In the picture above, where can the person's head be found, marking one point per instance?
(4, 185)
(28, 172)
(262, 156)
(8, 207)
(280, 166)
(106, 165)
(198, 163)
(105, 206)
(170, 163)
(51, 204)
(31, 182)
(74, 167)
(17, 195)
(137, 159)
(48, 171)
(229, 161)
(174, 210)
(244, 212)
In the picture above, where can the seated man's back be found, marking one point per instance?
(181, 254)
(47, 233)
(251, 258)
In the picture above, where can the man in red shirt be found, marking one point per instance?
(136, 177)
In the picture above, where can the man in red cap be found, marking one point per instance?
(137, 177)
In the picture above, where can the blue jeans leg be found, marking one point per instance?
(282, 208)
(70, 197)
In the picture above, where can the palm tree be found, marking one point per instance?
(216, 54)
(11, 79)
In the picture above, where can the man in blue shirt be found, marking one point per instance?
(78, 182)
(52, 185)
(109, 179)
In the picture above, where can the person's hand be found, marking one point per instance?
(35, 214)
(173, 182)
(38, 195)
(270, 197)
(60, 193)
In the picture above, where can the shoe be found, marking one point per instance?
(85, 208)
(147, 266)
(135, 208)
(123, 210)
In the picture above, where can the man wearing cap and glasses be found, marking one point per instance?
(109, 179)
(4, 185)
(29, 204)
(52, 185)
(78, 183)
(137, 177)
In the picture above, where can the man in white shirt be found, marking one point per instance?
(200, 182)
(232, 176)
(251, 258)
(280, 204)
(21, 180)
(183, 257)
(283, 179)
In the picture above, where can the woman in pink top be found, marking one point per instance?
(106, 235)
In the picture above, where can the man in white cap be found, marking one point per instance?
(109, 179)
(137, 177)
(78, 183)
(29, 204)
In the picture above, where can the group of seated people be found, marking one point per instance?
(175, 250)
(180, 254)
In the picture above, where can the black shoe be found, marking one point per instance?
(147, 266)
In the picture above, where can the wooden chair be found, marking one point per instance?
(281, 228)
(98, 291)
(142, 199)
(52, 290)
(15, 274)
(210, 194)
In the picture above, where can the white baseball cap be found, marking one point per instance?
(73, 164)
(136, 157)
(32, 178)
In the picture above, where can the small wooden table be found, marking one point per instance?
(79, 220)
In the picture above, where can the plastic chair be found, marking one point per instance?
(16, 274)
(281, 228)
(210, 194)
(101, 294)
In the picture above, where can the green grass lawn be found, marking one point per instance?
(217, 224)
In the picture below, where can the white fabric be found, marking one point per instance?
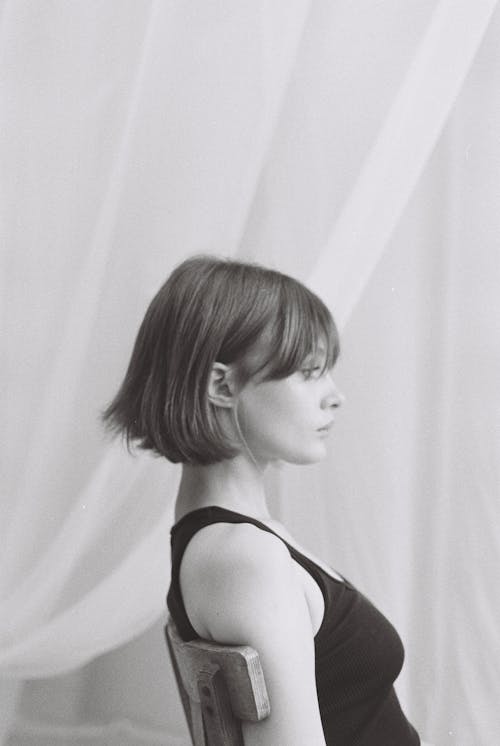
(138, 132)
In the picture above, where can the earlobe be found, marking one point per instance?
(220, 386)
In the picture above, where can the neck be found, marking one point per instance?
(236, 484)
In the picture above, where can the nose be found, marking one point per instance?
(334, 397)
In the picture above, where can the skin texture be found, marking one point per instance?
(239, 583)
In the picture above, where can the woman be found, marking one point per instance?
▬▬▬
* **GIVEN EXERCISE**
Write out the rows above as a numbered list, leaving out any blank lines and the pictures.

* **TASK OUTPUT**
1. In the picture above, where can the person's head be found, marking one point per instance?
2. (4, 185)
3. (28, 172)
4. (262, 156)
5. (8, 207)
6. (280, 166)
7. (106, 165)
8. (198, 163)
9. (105, 206)
10. (170, 163)
11. (51, 204)
12. (31, 182)
13. (74, 167)
14. (17, 195)
15. (137, 159)
16. (48, 171)
17. (229, 161)
18. (174, 210)
19. (244, 212)
20. In the picture above, where can the seated man's back be found, marking one point per instance?
21. (181, 254)
22. (47, 233)
23. (251, 258)
24. In the picture above, where can the man in red shirt be found, marking one point per instance?
25. (136, 177)
26. In the picture above, where can the man in red cap be found, marking one point per instance?
27. (137, 177)
28. In the picture above, where can the blue jeans leg be found, marking one point per instance?
29. (282, 208)
30. (70, 197)
31. In the picture above, where can the palm tree be found, marking one point per instance?
32. (216, 54)
33. (11, 79)
34. In the picture above, where can the man in blue shirt be found, marking one point per instance?
35. (78, 182)
36. (52, 185)
37. (109, 179)
38. In the picture above, where can the person's hand be found, marking one point per instance?
39. (35, 214)
40. (173, 182)
41. (38, 195)
42. (270, 197)
43. (60, 193)
44. In the picture above, where can the shoe be found, marking one point per instance?
45. (85, 208)
46. (147, 266)
47. (135, 208)
48. (123, 210)
49. In the picture above, where can the man wearing cap and glasses be found, marking one point per instance?
50. (109, 179)
51. (4, 185)
52. (29, 204)
53. (52, 185)
54. (78, 183)
55. (137, 177)
56. In the picture above, where can the man in white shirt be found, marking one point per instance?
57. (200, 182)
58. (232, 176)
59. (251, 258)
60. (280, 204)
61. (21, 180)
62. (183, 257)
63. (283, 179)
64. In the picture above, where can the woman in pink top be found, marking one point per instance?
65. (106, 235)
66. In the picture above, where can the man in white cap be found, marking one point per instance?
67. (109, 179)
68. (137, 177)
69. (78, 183)
70. (29, 204)
71. In the picture above, where can the group of seated people be found, marking one point per instance?
72. (175, 250)
73. (180, 254)
74. In the picture above, where can the black shoe be found, marking one point per instance?
75. (147, 266)
76. In the picture above, where can the wooden chair be found, marking one point per instance?
77. (281, 228)
78. (98, 291)
79. (142, 199)
80. (52, 290)
81. (15, 274)
82. (210, 194)
83. In the picture above, where can the white baseball cap be found, marking one point per instance?
84. (73, 164)
85. (136, 157)
86. (32, 178)
87. In the picture above, where can the small wooden table be found, marking one point per instance?
88. (79, 220)
89. In the picture above, where can the plastic chair be found, marking one point per instance?
90. (16, 274)
91. (281, 228)
92. (210, 194)
93. (101, 294)
94. In the picture above, where can the green grass lawn be found, marking one point per instance?
95. (217, 224)
96. In the picture below, where can the white fabric be found, marking one point per instance?
97. (138, 132)
98. In the picture above, where can the earlobe be found, marking one point per instance?
99. (220, 386)
100. In the picture above, where can the neck be found, marking one point per instance?
101. (236, 484)
102. In the picture above, where can the nose be found, marking one point per instance?
103. (334, 397)
104. In the picture above, where can the skin texture be found, marking one point per instance?
105. (239, 583)
106. In the picture above, where can the woman be found, marking one point per instance?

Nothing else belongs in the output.